■ **Exercise description**
Copy every entry precisely.

■ **Dataset records**
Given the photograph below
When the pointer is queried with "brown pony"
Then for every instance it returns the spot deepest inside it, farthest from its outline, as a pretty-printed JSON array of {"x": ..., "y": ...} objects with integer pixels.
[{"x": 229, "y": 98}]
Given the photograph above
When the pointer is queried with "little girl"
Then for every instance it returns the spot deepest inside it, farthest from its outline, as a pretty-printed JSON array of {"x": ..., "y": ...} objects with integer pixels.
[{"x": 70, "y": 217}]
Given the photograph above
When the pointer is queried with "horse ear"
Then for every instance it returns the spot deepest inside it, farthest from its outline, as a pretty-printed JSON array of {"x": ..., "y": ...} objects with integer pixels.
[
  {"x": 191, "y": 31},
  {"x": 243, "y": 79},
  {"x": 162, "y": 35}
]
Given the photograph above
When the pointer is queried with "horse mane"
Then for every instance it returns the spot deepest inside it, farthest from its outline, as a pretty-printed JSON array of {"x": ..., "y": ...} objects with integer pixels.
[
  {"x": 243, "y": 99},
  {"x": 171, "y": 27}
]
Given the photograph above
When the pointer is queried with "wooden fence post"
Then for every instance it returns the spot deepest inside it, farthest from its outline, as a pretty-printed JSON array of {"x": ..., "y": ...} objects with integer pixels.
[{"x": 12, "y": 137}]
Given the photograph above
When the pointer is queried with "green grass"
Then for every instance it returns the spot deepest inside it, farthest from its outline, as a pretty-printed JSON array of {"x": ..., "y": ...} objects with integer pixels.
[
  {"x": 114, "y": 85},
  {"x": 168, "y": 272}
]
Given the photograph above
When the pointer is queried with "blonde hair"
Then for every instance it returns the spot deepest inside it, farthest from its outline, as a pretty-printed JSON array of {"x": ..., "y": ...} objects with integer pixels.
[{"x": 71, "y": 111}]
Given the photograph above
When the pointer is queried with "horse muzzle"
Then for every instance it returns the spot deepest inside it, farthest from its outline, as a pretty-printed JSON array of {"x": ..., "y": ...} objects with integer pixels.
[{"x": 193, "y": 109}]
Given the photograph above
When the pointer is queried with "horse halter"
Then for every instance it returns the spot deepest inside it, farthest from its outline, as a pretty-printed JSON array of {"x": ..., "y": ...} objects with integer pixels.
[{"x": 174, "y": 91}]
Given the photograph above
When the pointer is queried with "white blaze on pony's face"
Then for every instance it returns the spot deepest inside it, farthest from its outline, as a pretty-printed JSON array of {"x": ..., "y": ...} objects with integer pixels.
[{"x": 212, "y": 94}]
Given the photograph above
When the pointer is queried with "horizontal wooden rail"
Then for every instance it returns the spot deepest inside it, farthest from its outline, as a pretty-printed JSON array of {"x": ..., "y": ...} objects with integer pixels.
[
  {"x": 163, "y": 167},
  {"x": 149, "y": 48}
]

■ **Response to this exercise**
Given the photograph below
When the pointer is queried with "brown pony"
Then for every instance it returns the spot deepest inside it, farthest from its outline, as a pretty-printed JSON array of {"x": ..., "y": ...} objects with integer pixels.
[{"x": 229, "y": 98}]
Given the photograph above
When the pointer is queried with "little girl"
Then for every instance it returns the spot deepest inside it, farthest from its outline, as a pretty-printed JSON array of {"x": ..., "y": ...} objects with integer pixels.
[{"x": 70, "y": 217}]
Given the photograph above
When the pointer is queried with "horse ear"
Then for every instance it returns the spot deepest inside it, farthest from its outline, as a pretty-printed JSON array of {"x": ..., "y": ...} objects with integer pixels.
[
  {"x": 191, "y": 31},
  {"x": 243, "y": 79},
  {"x": 162, "y": 35}
]
Given the photograph above
When the pointer is queried with "horse mane"
Then for every instance it returns the spot deepest inside it, farthest from its outline, as a pretty-printed JSON array of {"x": ..., "y": ...} objects with integer pixels.
[
  {"x": 243, "y": 99},
  {"x": 171, "y": 27}
]
Given the photograph above
When the pointer is queried with "wooden fence post"
Then for every instance it returns the spot deepest inside it, farthest from its outline, as a pretty-printed JSON array of {"x": ..., "y": ...} objects with integer pixels.
[{"x": 12, "y": 137}]
Given the photograph above
When the pointer is queried with "green grass"
Then for every instance it returns the spot deepest inside it, farthest from its outline, as a pretty-printed JSON array of {"x": ..., "y": ...} objects with integer pixels.
[
  {"x": 114, "y": 85},
  {"x": 168, "y": 272}
]
Given the photograph above
When the pointer is queried with "blonde hair"
Then for every instance it returns the spot deepest inside it, farthest from its outline, as a pretty-printed JSON array of {"x": ..., "y": ...} objects with integer pixels.
[{"x": 71, "y": 111}]
Given the photograph above
When the pointer is queried with "horse muzzle"
Then for every instance it returns the spot deepest inside it, farthest from its outline, as a pretty-printed JSON array of {"x": ..., "y": ...} objects with integer pixels.
[{"x": 193, "y": 109}]
Given the photograph above
When the pointer is queried with "horse halter"
Then for every instance it returns the spot deepest inside it, farthest from its outline, as a pretty-printed JSON array of {"x": ..., "y": ...} objects with integer pixels.
[{"x": 174, "y": 91}]
Given the photograph above
When the pointer is queried with "white blaze on pony's face"
Then for every instance it returns the spot deepest inside it, farthest from its outline, as a pretty-printed JSON array of {"x": ..., "y": ...} objects with integer pixels.
[{"x": 212, "y": 94}]
Given the photograph above
When the pointer is queried with "horizontal wooden rail"
Then for every instance it returns the spot deepest inside it, farthest from its outline, as a pretty-printed JSON array of {"x": ..., "y": ...} objects with integer pixels.
[
  {"x": 163, "y": 167},
  {"x": 149, "y": 48}
]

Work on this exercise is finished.